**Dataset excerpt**
%%
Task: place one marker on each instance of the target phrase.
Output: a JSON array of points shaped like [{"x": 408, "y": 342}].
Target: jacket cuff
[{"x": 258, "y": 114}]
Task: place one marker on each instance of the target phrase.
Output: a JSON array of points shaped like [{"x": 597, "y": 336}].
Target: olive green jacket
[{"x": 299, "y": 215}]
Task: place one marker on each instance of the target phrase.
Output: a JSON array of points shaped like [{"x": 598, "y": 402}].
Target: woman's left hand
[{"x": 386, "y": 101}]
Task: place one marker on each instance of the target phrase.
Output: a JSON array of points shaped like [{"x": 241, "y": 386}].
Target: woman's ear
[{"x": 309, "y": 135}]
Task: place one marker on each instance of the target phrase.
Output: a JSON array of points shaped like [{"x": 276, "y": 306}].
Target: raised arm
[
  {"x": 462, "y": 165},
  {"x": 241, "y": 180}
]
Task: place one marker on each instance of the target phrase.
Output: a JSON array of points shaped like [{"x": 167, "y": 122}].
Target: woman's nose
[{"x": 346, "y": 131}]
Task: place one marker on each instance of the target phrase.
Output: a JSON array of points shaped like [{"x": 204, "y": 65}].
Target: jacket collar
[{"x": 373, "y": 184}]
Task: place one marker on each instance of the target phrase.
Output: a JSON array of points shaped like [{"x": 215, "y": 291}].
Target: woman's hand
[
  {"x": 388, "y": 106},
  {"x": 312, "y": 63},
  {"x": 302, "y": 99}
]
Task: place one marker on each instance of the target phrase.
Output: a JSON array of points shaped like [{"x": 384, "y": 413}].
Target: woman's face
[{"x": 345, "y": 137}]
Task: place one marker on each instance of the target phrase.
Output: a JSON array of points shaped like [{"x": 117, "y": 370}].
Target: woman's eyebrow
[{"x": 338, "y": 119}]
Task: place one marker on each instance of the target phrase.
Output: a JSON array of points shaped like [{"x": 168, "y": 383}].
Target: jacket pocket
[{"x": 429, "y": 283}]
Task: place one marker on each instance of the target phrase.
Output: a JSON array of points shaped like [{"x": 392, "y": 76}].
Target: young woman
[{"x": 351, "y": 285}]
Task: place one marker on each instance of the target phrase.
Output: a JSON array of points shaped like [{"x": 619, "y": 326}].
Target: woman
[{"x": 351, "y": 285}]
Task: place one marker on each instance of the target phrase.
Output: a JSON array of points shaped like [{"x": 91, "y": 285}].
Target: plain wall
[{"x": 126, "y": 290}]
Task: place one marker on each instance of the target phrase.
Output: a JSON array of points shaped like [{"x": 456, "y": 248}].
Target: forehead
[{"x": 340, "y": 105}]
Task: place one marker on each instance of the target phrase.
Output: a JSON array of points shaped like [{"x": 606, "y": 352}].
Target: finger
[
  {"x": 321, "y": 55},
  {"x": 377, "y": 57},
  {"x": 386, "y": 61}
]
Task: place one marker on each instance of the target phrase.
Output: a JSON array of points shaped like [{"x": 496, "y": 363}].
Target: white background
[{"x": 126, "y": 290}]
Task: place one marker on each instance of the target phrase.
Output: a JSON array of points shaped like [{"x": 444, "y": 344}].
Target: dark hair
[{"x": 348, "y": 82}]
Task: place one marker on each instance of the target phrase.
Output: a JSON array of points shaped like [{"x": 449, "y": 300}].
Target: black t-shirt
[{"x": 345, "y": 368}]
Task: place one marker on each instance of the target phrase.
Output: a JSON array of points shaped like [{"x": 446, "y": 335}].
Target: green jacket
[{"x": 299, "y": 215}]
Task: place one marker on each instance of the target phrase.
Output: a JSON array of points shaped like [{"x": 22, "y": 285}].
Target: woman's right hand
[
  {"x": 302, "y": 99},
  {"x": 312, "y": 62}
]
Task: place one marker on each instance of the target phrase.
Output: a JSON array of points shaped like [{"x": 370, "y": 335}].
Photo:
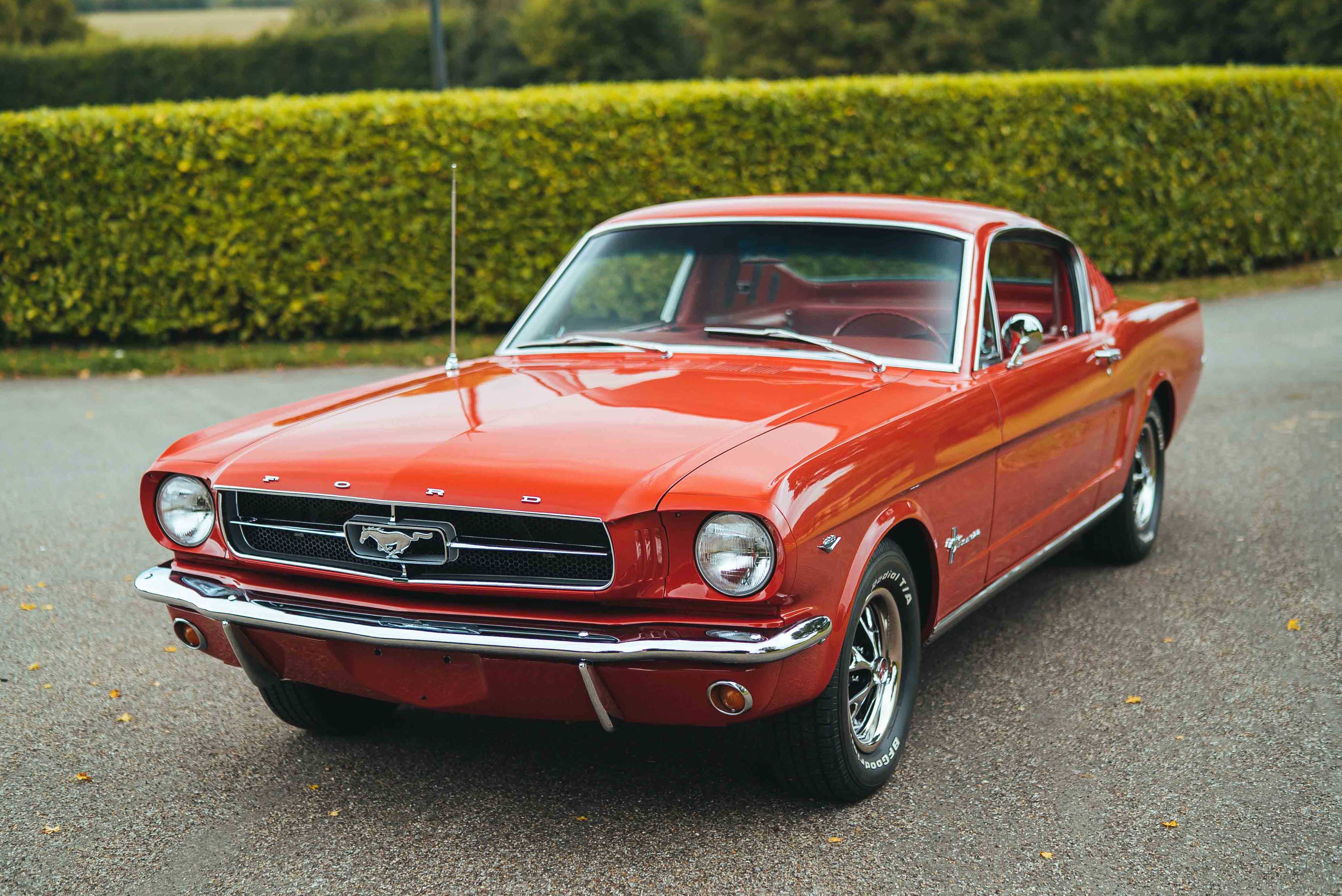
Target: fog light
[
  {"x": 729, "y": 698},
  {"x": 188, "y": 635}
]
%%
**STATED GOAL**
Count the lines in the entries above that contain the string "green", with case counting. Reply with the number alone.

**FULL ANSWER**
2